LISTED RECORDS Start Marker

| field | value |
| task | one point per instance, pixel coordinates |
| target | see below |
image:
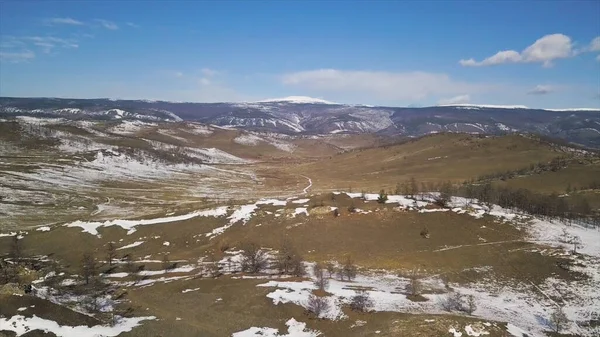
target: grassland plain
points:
(518, 274)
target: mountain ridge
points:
(305, 115)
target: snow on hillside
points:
(295, 329)
(130, 127)
(21, 325)
(297, 99)
(253, 139)
(248, 139)
(479, 106)
(575, 109)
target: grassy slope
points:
(443, 157)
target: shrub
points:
(254, 259)
(361, 301)
(382, 197)
(321, 282)
(317, 305)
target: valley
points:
(149, 228)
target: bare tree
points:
(361, 301)
(414, 188)
(289, 261)
(348, 270)
(89, 267)
(330, 269)
(414, 287)
(254, 259)
(111, 252)
(167, 264)
(382, 198)
(453, 302)
(320, 280)
(576, 242)
(558, 319)
(317, 305)
(15, 248)
(471, 304)
(8, 272)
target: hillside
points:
(138, 228)
(304, 115)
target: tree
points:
(576, 242)
(361, 301)
(471, 304)
(445, 194)
(330, 269)
(254, 259)
(8, 272)
(348, 270)
(414, 188)
(558, 319)
(336, 213)
(167, 264)
(317, 305)
(453, 302)
(89, 267)
(15, 248)
(382, 198)
(111, 252)
(289, 261)
(414, 287)
(321, 282)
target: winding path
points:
(305, 191)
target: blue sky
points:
(536, 53)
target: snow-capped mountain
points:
(305, 115)
(297, 99)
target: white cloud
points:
(65, 21)
(595, 44)
(379, 85)
(107, 24)
(541, 90)
(545, 50)
(50, 42)
(17, 57)
(209, 72)
(460, 99)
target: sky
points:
(542, 54)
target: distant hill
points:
(305, 115)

LISTED RECORDS End Marker

* _ACTION ITEM_
Beginning with the line containing "target: mountain ridge" in the material above, copy every line exactly until you have copied the line containing "target: tree".

* _WRITTEN ANSWER_
target: mountain ridge
points:
(305, 115)
target: snow on hillside
points:
(295, 329)
(130, 127)
(21, 325)
(297, 99)
(253, 139)
(248, 139)
(479, 106)
(575, 109)
target: grassy slope
points:
(443, 157)
target: shrub
points:
(254, 259)
(361, 301)
(382, 197)
(321, 282)
(317, 305)
target: valley
points:
(149, 228)
target: bare tree
points:
(361, 301)
(414, 188)
(289, 261)
(348, 270)
(89, 267)
(330, 269)
(414, 287)
(254, 259)
(111, 252)
(167, 264)
(382, 198)
(453, 302)
(320, 280)
(576, 242)
(558, 319)
(317, 305)
(15, 248)
(471, 304)
(8, 272)
target: hillside
points:
(138, 228)
(304, 115)
target: tree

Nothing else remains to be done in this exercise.